▸ WHAT THIS TASK INVOLVES
Every entry must appear in the answer exactly as it does here.

***** SUPPLIED RECORDS *****

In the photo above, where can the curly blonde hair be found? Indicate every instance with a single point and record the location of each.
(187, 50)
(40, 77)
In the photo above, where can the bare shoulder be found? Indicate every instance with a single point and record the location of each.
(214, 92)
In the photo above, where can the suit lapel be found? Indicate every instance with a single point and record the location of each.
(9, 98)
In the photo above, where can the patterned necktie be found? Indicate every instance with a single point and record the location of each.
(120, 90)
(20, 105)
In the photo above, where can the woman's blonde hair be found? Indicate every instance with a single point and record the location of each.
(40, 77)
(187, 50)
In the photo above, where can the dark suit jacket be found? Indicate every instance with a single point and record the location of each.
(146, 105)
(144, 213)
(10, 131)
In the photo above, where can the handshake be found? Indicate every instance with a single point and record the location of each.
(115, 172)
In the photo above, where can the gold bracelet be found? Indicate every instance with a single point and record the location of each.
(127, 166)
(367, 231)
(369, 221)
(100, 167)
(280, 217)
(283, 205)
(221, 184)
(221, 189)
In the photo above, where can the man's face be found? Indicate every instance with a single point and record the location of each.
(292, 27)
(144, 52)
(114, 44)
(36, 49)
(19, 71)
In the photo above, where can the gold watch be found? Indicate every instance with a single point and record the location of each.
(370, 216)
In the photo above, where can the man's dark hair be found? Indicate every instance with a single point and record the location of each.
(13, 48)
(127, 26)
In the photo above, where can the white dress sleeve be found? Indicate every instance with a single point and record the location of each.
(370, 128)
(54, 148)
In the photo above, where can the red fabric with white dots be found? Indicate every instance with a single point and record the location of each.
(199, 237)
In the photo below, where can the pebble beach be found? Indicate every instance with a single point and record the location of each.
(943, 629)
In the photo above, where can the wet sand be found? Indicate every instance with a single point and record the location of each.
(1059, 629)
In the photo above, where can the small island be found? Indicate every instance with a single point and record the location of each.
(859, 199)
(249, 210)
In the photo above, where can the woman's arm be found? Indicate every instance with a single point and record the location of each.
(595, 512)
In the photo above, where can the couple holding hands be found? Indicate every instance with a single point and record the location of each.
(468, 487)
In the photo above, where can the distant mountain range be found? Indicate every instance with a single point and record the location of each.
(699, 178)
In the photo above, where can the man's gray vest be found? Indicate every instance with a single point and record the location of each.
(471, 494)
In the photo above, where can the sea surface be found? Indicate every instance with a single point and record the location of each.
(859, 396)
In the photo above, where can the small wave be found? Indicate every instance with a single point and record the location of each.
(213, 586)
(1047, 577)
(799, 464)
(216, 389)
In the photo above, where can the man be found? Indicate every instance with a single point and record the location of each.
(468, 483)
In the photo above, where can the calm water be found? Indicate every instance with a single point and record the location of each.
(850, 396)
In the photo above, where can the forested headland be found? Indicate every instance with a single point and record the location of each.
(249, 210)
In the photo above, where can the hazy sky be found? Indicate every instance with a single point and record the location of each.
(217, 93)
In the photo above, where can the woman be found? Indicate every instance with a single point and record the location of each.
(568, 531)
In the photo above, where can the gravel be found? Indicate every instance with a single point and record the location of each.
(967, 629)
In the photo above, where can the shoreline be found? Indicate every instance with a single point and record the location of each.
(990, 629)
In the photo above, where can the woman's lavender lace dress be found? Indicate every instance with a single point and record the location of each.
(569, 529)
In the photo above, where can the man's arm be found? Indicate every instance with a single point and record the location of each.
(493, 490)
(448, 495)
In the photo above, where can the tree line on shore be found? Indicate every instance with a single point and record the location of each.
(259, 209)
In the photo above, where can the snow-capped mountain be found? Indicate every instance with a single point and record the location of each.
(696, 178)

*****

▸ WRITTEN SOLUTION
In the photo above, where can the curly blonde hair be found? Indicate every instance with a single point and record the location of each.
(187, 50)
(40, 77)
In the photo above, where can the bare shoulder be found? Indicate every instance with a single point and record the location of each.
(214, 92)
In the photo above, where can the suit lapel be found? Indicate every instance with a single point and record the location of each.
(9, 98)
In the photo above, where can the patterned necktie be found? Indicate every instance with a single point and record the location of each.
(120, 90)
(20, 105)
In the photo above, where can the woman's blonde hair be found? Indicate every instance with a single point and record the location of each.
(40, 77)
(187, 50)
In the photo above, where can the dark suit jacket be found? Indicate every instance with a single point and record the location of each.
(146, 105)
(144, 213)
(10, 131)
In the photo above, where can the handshake be found? Indicate every instance with a single point and record the location of each.
(115, 172)
In the photo above, where can the gold bracelet be found? Indicate every instance with a single point and record the location of each.
(127, 166)
(367, 231)
(369, 221)
(100, 167)
(280, 217)
(283, 205)
(221, 184)
(221, 189)
In the photo above, where can the man's face be found? Indicate every instance with a single point and record the location of each.
(292, 27)
(144, 52)
(114, 44)
(36, 49)
(19, 71)
In the photo above, where can the gold watch be found? Indicate every instance with a single point and record the location of each.
(370, 216)
In the photo above, where can the man's dark hair be found? Indicate every instance with a single point and record the location of each.
(13, 48)
(127, 26)
In the photo above, where can the white dress sleeve be found? Indicate every instance with a single point and record the location of each.
(370, 128)
(54, 148)
In the photo above, where can the red fabric with white dots be found? Indicate every instance with a single point and record the location of each.
(199, 237)
In the photo below, where can the pebble beach be found? Indicate every instance with a single point and record the location of each.
(943, 629)
In the photo above, where can the wet sand be found? Indicate every instance with a single point and record the location of each.
(1059, 629)
In the photo above, where can the small island be found? Indicate every instance with a single point and record the location of each.
(859, 199)
(249, 210)
In the photo above, where can the woman's arm be found? Indicate every instance with a single point and record the location of each.
(595, 512)
In the photo above, where can the couple holding hands be found? Indicate every instance with a single point and record the location of each.
(468, 487)
In the photo above, where can the distant mountain range be found? Indicate every instance with a single point and record the location of each.
(699, 178)
In the photo above, where can the man's gray vest be found? Indicate every instance with a single point and record the location of each.
(471, 494)
In the photo above, where can the sea surface be found? Indicate every instance with a single point and record the location of each.
(859, 396)
In the photo above, where can the small wave be found? Indicate every instance with a single point and record the location of each.
(213, 586)
(1047, 577)
(799, 464)
(216, 389)
In the photo above, where can the man be found? Indicate every instance with a single point and record the location of each.
(468, 483)
In the photo above, where can the calm water be found? Indicate every instance with a single point and record the location of each.
(850, 396)
In the photo above, where can the forested headland be found? Indicate every instance with a single point and record the location of each.
(249, 210)
In the photo above, where can the hazy sky be found? Indicate every instance with a single point and record the location of each.
(217, 93)
In the photo above, where can the woman be found? Indicate every instance with a single point and record the location of each.
(568, 531)
In the photo above, where can the gravel be found? Indicate every instance with a single point and record the location of each.
(967, 629)
In the photo above, where can the shoreline be found? Indicate every instance with a single point and record the location of each.
(990, 629)
In the photo above, where can the woman's lavender lace dress be found? Indicate every instance with a single point and record the location of each.
(569, 529)
In the photo above, where can the man's arm be found? Indicate every instance with a single point and record the location of each.
(493, 490)
(448, 495)
In the photo above, where can the tree line on shore be found? Indicate every instance with a single point and record the location of each.
(259, 209)
In the photo above, where can the snow-capped mountain be found? Indicate every instance with a single point and record the location of each.
(696, 178)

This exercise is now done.